Stored dataset items:
Segment Open
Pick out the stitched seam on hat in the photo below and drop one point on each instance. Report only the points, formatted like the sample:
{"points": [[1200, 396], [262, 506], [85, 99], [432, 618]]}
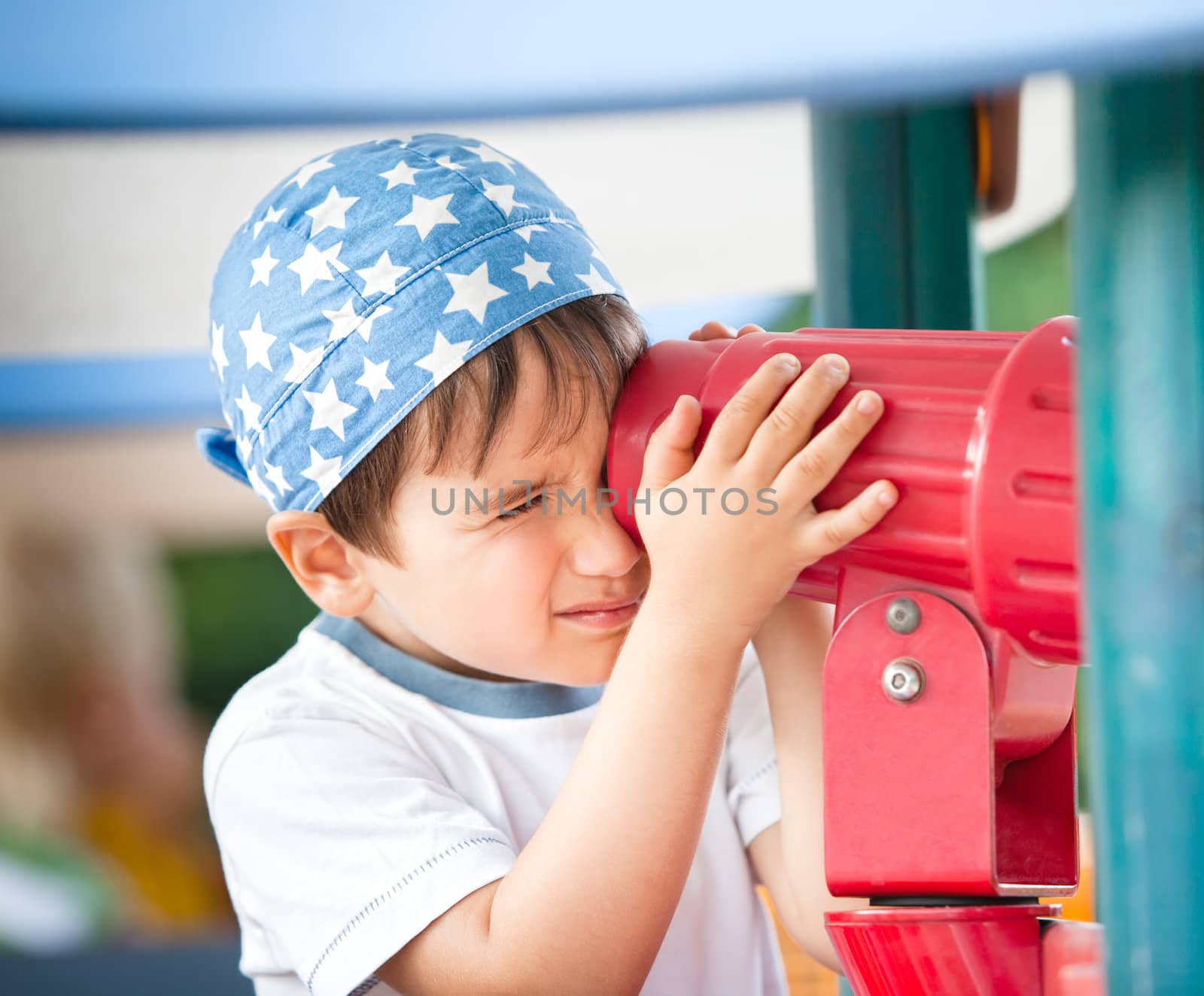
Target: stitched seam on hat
{"points": [[461, 176], [391, 893], [418, 275], [405, 409]]}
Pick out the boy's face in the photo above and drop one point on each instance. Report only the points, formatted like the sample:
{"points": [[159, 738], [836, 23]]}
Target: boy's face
{"points": [[489, 595]]}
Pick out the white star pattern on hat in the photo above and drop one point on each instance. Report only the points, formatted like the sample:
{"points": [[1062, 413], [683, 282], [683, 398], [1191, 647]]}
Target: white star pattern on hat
{"points": [[263, 267], [491, 154], [322, 471], [310, 169], [534, 270], [595, 281], [503, 194], [375, 379], [342, 321], [328, 411], [330, 213], [382, 279], [250, 410], [220, 357], [445, 358], [257, 343], [313, 264], [473, 291], [427, 212], [400, 174], [476, 267], [304, 363], [270, 217]]}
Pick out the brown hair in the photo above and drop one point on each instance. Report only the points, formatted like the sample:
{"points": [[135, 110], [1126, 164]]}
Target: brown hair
{"points": [[594, 340]]}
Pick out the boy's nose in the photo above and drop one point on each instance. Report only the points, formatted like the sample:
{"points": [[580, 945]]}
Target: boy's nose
{"points": [[600, 544]]}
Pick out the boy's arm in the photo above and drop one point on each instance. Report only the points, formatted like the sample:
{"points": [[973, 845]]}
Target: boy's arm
{"points": [[789, 855], [589, 900]]}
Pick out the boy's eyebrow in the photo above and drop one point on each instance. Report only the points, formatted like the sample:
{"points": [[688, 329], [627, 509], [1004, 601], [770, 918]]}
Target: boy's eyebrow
{"points": [[513, 493]]}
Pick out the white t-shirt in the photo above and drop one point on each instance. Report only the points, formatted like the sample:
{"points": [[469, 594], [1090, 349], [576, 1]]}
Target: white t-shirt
{"points": [[358, 793]]}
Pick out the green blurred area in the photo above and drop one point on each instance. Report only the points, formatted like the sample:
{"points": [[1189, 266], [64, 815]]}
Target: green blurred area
Segment Closed
- **EXERCISE**
Give only the number of lines above that hold the string "green".

- **ANSWER FOR THE TASK**
2